**SET TASKS:**
• a. In the page on the NDE Stack, write out the passage between "Goes beyond the" and "but not endorsed.", inclusive.
• b. According to the NDE Stack page, who is the primary audience of these chapters?
• c. Carry on the page describing the NDE Stack from its last sentence.

**SOURCE:**
------------------------------------------------------------
Stack

Draft – under review

This chapter proposes engineering choices, naming conventions, and operational patterns for the NDE network which are not yet endorsed by NDE. Feedback welcome via the issue tracker.

Introduction

The NDE Stack is the working name given here to the ecosystem of NDE-compatible components and the operational patterns that compose them, grounded in the network’s shared standards. The Stack’s goal is to help software developers in the NDE network solve shared functionality once rather than reinventing it in each project. Most of what appears here is new: proposed components and patterns yet to be built. The rest is existing software given a role in the Stack.

The Stack operationalises the architecture sketched in Van data naar dienst: visie op de ontwikkeling van verbonden erfgoeddiensten (NDE, November 2025), covering the Data and Presentation Layers of a Service Platform. The Stack also includes the Publication Layer and connects to source-side data management. As more of the network’s functionality is named, the Stack grows. Where the report leaves gaps, the Stack fills them.

These chapters are also meant to create a shared language and understanding across the network: a common vocabulary for the components and patterns that builders, operators, and decision-makers can use when discussing what the Stack does and how it fits together. Naming the parts is the prerequisite for talking about them coherently across teams and organisations.

Scope

This is: a bridge from the report’s architectural vocabulary to running code. Names concrete components (existing and proposed), default operational patterns, and the foundational technologies the Stack depends on.

This isn’t: a restatement of the report. The report describes what should happen at each step of a Service Platform; this guidance proposes how, at the engineering level, with named patterns and packages.

Goes beyond the report where useful: some practical engineering concerns are not in the report, such as semantic search, snapshot-CDC (change data capture) deletion handling, per-source outage resilience, declarative standards-backed pipeline configuration. The Stack picks these up as natural extensions of the report’s framework, flagged in context where they appear so a reader can tell report-grounded content from Stack-direction extensions.

Primary audience: builders of Service Platforms and network services within the NDE network.

Status of contents: many components are proposals (@lde/* or @ndes/* packages that do not exist yet). The function-mapping table marks them as such. Patterns labelled “Proposed” have been discussed but not endorsed.

Taxonomy

The Stack uses a small vocabulary consistently.

Term	Definition	Examples
Component	Software the Stack provides	`@lde/` packages, `@ndes/` packages
Pattern	Operational mechanic	Blue/green Rebuild, SCHEMA-AP-NDE-first, Ports & Adapters
Service	A running instance of a Component, deployed with a specific configuration	A Service Platform running the search projection with its own SHACL and search configuration
Network service	A Service operated by NDE, network-wide, addressable as a single canonical endpoint	Dataset Register, Network of Terms, Dataset Knowledge Graph
Standard	A network commitment the Stack adopts	SCHEMA-AP-NDE, LDES, IIIF, DCAT-AP 3.0 / Schema.org Dataset
Foundational technology	Upstream open-source dependency outside NDE governance	QLever, Typesense, nginx, Fastify, Mercurius

Components

The Stack provides the components below. They live in the Service Platform side chapter; this catalog is a quick index. The Pipeline chapter shows how the pipeline components compose.
------------------------------------------------------------
**DATA:**
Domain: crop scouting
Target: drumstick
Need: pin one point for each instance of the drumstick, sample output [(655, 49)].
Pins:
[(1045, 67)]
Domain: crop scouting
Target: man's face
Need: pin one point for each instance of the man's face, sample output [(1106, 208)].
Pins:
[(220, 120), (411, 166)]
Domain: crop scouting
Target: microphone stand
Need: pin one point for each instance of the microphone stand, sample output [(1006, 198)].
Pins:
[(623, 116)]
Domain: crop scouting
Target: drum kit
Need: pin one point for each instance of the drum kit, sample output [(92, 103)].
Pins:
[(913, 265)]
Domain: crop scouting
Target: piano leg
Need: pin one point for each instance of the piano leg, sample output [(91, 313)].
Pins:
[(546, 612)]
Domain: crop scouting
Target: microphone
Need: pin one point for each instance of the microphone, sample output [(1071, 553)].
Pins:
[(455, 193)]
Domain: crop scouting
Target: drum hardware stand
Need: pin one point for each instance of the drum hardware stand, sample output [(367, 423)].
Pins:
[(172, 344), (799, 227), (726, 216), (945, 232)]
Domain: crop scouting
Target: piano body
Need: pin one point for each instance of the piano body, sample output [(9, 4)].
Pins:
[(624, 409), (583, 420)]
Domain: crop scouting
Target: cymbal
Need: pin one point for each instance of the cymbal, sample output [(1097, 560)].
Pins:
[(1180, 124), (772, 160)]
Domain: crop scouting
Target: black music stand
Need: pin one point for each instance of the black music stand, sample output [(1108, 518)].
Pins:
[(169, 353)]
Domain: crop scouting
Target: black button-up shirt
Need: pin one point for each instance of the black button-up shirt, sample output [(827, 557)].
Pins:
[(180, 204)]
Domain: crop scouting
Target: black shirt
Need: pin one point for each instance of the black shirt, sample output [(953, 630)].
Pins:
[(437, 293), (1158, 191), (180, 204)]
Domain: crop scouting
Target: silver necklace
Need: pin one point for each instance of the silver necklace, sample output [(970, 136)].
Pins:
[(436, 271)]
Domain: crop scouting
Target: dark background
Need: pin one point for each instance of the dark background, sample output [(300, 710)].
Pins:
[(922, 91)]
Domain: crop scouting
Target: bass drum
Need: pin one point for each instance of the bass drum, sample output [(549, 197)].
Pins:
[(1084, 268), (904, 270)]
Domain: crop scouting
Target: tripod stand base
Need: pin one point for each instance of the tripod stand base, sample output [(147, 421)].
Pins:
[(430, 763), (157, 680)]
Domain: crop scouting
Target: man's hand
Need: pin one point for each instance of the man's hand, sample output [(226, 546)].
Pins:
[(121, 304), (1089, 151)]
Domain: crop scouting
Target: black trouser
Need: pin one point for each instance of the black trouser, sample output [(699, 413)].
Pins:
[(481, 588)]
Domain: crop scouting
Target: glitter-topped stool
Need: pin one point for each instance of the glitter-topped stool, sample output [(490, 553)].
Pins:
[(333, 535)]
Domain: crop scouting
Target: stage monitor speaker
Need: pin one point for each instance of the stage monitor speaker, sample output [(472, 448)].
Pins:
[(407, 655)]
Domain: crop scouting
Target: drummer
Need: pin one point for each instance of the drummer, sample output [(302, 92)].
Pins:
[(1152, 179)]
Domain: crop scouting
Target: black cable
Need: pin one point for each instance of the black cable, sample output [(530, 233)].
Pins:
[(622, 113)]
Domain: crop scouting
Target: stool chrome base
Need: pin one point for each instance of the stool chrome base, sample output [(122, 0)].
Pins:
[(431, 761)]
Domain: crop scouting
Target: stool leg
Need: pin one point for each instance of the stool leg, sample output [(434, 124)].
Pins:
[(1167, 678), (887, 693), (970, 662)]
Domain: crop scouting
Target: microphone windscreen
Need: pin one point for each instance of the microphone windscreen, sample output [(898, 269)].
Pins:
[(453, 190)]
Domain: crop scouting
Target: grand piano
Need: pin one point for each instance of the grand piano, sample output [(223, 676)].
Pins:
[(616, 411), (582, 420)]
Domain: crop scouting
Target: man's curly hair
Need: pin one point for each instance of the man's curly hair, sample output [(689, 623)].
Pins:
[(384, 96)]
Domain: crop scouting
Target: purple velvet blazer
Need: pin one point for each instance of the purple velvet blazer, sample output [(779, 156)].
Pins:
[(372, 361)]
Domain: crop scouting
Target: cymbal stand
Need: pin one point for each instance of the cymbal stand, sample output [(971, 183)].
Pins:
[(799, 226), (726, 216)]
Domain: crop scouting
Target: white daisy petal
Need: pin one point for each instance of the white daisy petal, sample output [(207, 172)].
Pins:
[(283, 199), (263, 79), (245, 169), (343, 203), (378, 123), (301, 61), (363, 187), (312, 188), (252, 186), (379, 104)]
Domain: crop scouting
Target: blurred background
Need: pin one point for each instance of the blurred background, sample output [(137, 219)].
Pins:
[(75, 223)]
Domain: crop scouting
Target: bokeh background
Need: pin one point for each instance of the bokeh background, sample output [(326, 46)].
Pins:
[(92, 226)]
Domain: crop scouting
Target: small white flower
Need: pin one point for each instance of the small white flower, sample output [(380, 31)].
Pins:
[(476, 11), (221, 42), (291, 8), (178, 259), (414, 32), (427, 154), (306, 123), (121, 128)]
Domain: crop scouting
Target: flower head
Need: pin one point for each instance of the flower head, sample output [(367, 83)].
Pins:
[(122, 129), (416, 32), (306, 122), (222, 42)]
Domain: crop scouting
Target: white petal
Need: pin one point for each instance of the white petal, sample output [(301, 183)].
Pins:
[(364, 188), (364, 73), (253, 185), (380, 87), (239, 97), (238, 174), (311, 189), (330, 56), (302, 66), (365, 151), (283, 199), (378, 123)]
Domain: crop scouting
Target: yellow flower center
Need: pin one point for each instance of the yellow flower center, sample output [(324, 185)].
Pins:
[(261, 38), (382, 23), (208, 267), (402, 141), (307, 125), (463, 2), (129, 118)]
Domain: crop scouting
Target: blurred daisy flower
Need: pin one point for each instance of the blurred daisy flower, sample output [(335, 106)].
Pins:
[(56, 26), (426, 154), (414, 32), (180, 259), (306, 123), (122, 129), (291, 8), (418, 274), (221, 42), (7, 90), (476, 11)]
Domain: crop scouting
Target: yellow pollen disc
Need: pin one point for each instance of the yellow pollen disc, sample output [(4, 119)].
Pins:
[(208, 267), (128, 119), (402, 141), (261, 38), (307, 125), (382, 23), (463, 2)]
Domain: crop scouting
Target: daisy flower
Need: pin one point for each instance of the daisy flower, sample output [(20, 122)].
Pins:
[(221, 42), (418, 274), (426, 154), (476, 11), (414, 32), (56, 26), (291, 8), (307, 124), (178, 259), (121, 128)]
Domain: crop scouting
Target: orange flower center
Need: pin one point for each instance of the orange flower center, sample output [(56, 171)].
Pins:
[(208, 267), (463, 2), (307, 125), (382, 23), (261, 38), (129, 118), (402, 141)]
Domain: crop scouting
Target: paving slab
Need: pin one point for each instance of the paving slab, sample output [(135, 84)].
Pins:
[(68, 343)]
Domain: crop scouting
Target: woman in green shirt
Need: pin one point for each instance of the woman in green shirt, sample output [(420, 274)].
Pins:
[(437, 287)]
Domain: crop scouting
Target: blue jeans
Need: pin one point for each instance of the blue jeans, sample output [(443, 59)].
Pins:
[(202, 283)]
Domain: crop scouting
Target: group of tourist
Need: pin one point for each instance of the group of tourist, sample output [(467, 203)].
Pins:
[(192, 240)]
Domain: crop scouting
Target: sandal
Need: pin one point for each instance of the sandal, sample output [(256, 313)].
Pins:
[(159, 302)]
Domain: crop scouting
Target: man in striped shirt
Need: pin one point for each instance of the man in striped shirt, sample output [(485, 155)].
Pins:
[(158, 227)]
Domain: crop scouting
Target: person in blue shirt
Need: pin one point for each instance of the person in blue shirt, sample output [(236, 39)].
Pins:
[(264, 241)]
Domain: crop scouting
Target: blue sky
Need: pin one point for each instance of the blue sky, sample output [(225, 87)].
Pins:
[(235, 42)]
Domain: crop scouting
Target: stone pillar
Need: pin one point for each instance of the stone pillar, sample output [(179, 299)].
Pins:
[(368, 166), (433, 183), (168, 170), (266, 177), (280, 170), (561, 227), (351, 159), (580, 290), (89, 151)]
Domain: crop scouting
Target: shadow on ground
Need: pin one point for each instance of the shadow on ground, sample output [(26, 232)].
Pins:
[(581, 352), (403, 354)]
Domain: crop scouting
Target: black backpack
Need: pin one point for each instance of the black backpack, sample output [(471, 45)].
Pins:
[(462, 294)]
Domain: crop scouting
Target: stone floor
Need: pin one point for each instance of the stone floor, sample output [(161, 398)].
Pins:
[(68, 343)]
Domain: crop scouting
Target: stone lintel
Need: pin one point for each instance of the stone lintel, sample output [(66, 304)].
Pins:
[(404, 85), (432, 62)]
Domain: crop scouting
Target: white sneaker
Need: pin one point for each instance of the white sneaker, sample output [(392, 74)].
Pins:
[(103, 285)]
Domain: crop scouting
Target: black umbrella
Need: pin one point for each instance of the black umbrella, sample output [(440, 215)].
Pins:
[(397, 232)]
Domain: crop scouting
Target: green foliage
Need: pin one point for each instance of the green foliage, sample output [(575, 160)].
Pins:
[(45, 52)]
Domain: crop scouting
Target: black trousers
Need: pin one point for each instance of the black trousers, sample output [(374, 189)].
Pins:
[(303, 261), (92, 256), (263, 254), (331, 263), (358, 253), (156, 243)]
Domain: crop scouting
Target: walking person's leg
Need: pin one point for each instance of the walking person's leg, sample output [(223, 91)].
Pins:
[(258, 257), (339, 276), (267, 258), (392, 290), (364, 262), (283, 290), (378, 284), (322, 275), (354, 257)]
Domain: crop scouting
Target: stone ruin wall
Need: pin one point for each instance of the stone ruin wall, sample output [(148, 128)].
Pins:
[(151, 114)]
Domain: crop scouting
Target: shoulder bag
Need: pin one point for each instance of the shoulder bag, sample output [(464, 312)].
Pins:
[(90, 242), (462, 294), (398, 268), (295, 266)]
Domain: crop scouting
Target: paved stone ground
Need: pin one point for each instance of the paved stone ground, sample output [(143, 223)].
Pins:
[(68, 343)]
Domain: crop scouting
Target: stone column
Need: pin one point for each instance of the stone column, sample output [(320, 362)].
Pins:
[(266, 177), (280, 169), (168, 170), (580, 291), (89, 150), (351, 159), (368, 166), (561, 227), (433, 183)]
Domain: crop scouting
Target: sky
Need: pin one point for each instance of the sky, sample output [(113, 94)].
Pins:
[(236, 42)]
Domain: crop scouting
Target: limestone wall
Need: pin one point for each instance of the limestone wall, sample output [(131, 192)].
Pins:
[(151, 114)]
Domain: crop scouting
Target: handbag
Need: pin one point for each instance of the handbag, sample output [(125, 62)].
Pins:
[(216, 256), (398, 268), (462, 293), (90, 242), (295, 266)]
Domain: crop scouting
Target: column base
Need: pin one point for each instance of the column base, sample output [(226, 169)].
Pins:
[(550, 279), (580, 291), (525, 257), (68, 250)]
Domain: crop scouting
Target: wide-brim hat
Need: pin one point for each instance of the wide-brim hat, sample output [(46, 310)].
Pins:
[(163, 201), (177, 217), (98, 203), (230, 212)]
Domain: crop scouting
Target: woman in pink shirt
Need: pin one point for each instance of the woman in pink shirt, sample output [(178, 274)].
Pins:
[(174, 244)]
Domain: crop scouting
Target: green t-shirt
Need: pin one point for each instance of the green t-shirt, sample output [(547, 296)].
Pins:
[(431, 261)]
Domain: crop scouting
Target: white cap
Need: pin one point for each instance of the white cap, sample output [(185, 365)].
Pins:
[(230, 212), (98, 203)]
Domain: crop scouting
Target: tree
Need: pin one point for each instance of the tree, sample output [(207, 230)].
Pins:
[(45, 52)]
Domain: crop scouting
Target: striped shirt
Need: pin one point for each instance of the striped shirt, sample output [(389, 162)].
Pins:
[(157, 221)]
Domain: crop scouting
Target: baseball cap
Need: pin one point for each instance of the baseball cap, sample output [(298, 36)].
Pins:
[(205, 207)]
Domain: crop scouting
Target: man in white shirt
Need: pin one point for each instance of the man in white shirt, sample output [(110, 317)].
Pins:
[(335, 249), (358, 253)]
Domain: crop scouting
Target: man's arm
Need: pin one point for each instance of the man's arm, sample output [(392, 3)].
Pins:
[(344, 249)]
------------------------------------------------------------
**ANSWERS PER TASK:**
• a.
Goes beyond the report where useful: some practical engineering concerns are not in the report, such as semantic search, snapshot-CDC (change data capture) deletion handling, per-source outage resilience, declarative standards-backed pipeline configuration. The Stack picks these up as natural extensions of the report’s framework, flagged in context where they appear so a reader can tell report-grounded content from Stack-direction extensions.

Primary audience: builders of Service Platforms and network services within the NDE network.

Status of contents: many components are proposals (@lde/* or @ndes/* packages that do not exist yet). The function-mapping table marks them as such. Patterns labelled “Proposed” have been discussed but not endorsed.

• b. Builders of Service Platforms and network services within the NDE network.

• c.
Component	Layer	Brief
Search Pipeline (proposed)	Data	Builds a search index of records from selected datasets
Knowledge Graph Pipeline	Data	Builds a queryable knowledge graph from selected datasets
Search APIs (proposed)	Data	Search and filter API that Presentation Layers consume
Knowledge Graph APIs	Data	Query interfaces for the Stack’s knowledge graphs: DKG (operational), Term Backlink Graph (proposed), Knowledge Graph voor Termen (proposed), and any self-operated KG a Service Platform builds
Change Stream Producer (proposed)	Data	Publishes a Service Platform’s data changes as a feed other systems can subscribe to
Heritage UI Components (future)	Presentation	Reusable display components

Foundational technologies

The Stack is built on top of mature open-source infrastructure that lives outside NDE/LDE governance. These are dependencies, not Stack components; release cycles, roadmaps, and breaking changes follow upstream projects. The Stack picks opinionated defaults and treats them as exchangeable for any conformant alternative; substitutes plug in behind ports defined by the Ports & adapters pattern, so a swap is a configuration concern rather than a code rewrite.

Defaults favour operational lightness: solutions that are simple to run on LDE’s shared infrastructure, on national infrastructure, and by individual service providers on their own hardware, so the same Stack stays realistic to operate at every scale. That criterion is why the default search engine is Typesense rather than the heavier Elasticsearch.

Concern	Stack default	Realistic substitutes
RDF triplestore / SPARQL engine	QLever – read-only-after-load, fast bulk-load, fits blue/green rebuild	Oxigraph, GraphDB, Jena Fuseki
Search engine	Typesense – used by the search pipeline	Elasticsearch, OpenSearch (each behind their own adapter at the search pipeline’s engine boundary)
Reverse proxy	nginx – default for proxy-level blue/green	HAProxy (runtime API for zero-reload switching), Caddy (admin-API hot reload), Envoy
Web / API runtime	Fastify – one runtime for both API styles: REST via `@fastify/swagger` for the OpenAPI surface (used by the Dataset Register API today), GraphQL via Mercurius (proposed `@lde/graphql-server`)	REST: any OpenAPI-capable framework. GraphQL: Apollo Server, Yoga, any GraphQL.js-based runtime

Substrates

Three distinct bodies of source data (substrates) underlie the Stack. Each pipeline rides on exactly one. They differ in source, scale, cadence, and consumers; the layer pages refer back to them by letter.

Substrate	What’s crawled	Source(s)	Scale / cadence	Feeds
A. Dataset descriptions	DCAT-AP metadata about datasets (titles, publishers, distributions, licenses, subjects)	Publishers’ DCAT-AP descriptions, harvested by the NDE Datasetregister	Small, metadata-only. Refresh frequently (daily)	Enumeration for B: which datasets exist and where their distributions live. Catalog Search Pipeline over the descriptions themselves (the Dataset Register browser), enriched with DKG facets
B. Metadata records	Metadata records inside each distribution (instances of `CreativeWork`, `Person`, `Place`, …)	Per-dataset SPARQL endpoint or RDF dump	Large, per-dataset. Refresh per source on last modified date	Object Search Pipeline (records inside distributions); Dataset Knowledge Graph; Term Backlink Graph (data-model-agnostic vocab walk)
C. Terms	Terms and the relations between them, across terminology sources	Terminology sources, aggregated by the NDE Network of Terms	Medium, vocabulary-scoped. Refresh on vocab updates	The report’s “Knowledge Graph voor Termen” (function 5)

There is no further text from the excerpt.